▸ Exercise details: In the kinetic energy solution below, list the heading of every numbered step.

— Start Provided passage —

A 120 g mass has a velocity `vecv=2hati+5hatj m s^(-1)` at a certain instant. Its kinetic energy is

To find the kinetic energy of the mass, we can follow these steps: ### Step 1: Convert the mass from grams to kilograms The mass given is 120 g. To convert grams to kilograms, we use the conversion factor \(1 \text{ kg} = 1000 \text{ g}\). \[ m = \frac{120 \text{ g}}{1000} = 0.12 \text{ kg} \] ### Step 2: Determine the velocity vector The velocity vector is given as: \[ \vec{v} = 2\hat{i} + 5\hat{j} \text{ m/s} \] ### Step 3: Calculate the magnitude of the velocity The magnitude of the velocity vector can be calculated using the formula: \[ |\vec{v}| = \sqrt{(v_x)^2 + (v_y)^2} \] where \(v_x = 2\) m/s and \(v_y = 5\) m/s. \[ |\vec{v}| = \sqrt{(2)^2 + (5)^2} = \sqrt{4 + 25} = \sqrt{29} \text{ m/s} \] ### Step 4: Use the kinetic energy formula The kinetic energy (KE) can be calculated using the formula: \[ KE = \frac{1}{2} m v^2 \] ### Step 5: Substitute the values into the kinetic energy formula Now, substitute the mass and the square of the magnitude of the velocity into the kinetic energy formula: \[ KE = \frac{1}{2} \times 0.12 \text{ kg} \times (\sqrt{29})^2 \] Since \((\sqrt{29})^2 = 29\): \[ KE = \frac{1}{2} \times 0.12 \text{ kg} \times 29 \] ### Step 6: Calculate the kinetic energy Now, calculate the value: \[ KE = 0.06 \times 29 = 1.74 \text{ J} \] ### Final Answer The kinetic energy of the mass is: \[ KE = 1.74 \text{ J} \] ---

— End Provided passage —
— Start Extracted information —

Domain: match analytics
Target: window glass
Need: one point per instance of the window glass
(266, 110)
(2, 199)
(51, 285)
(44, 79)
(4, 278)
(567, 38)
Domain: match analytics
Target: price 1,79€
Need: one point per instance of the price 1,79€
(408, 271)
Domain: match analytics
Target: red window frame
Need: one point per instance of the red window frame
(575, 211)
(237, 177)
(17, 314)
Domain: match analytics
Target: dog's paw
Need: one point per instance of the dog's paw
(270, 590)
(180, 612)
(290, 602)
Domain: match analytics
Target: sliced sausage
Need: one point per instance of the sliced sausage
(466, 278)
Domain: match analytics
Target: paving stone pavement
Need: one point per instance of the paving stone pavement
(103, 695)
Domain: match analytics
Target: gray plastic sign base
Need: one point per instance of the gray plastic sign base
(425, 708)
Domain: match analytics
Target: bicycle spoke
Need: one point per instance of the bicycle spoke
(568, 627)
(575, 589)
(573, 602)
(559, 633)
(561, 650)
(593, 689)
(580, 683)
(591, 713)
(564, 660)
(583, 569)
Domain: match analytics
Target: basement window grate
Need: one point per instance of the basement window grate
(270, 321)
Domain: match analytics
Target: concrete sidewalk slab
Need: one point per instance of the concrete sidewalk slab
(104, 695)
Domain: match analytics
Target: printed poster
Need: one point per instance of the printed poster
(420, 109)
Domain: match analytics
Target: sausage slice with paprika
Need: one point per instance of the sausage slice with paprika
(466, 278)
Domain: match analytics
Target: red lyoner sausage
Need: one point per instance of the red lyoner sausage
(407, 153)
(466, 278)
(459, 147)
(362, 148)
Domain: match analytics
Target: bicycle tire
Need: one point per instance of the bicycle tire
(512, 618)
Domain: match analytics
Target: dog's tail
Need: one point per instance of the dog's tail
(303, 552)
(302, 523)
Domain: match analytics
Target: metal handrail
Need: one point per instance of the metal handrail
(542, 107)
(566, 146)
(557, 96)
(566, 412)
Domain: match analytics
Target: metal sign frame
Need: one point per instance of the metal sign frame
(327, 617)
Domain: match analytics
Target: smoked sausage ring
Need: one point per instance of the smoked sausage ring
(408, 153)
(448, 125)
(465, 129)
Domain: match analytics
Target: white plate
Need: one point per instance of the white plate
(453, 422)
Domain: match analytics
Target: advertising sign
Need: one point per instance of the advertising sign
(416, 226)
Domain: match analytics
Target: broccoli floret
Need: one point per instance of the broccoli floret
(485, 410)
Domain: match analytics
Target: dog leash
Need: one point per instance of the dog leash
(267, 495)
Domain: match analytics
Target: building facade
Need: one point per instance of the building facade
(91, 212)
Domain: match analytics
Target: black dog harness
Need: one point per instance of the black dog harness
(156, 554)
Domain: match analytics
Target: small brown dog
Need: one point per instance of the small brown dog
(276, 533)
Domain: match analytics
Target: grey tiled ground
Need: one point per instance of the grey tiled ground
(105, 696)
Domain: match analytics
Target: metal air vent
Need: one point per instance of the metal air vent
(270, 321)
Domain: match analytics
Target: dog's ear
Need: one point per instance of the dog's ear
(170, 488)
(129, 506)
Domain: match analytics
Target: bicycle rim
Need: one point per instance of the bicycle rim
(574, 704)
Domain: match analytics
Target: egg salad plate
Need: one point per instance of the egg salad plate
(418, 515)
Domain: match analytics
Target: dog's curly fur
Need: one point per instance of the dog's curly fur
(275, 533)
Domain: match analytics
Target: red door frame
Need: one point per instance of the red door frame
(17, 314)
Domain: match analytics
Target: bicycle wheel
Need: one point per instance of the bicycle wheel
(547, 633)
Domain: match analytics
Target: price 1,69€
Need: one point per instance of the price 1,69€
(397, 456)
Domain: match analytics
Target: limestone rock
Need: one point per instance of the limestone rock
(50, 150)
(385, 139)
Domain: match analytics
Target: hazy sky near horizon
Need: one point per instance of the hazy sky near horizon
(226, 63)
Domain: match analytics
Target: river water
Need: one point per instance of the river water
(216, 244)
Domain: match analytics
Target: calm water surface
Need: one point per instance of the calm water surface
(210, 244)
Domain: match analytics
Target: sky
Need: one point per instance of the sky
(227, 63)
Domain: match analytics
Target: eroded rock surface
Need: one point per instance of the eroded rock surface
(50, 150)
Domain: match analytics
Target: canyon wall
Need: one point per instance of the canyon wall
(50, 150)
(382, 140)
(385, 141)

— End Extracted information —

▸ Solution:
1. Convert the mass from grams to kilograms
2. Determine the velocity vector
3. Calculate the magnitude of the velocity
4. Use the kinetic energy formula
5. Substitute the values into the kinetic energy formula
6. Calculate the kinetic energy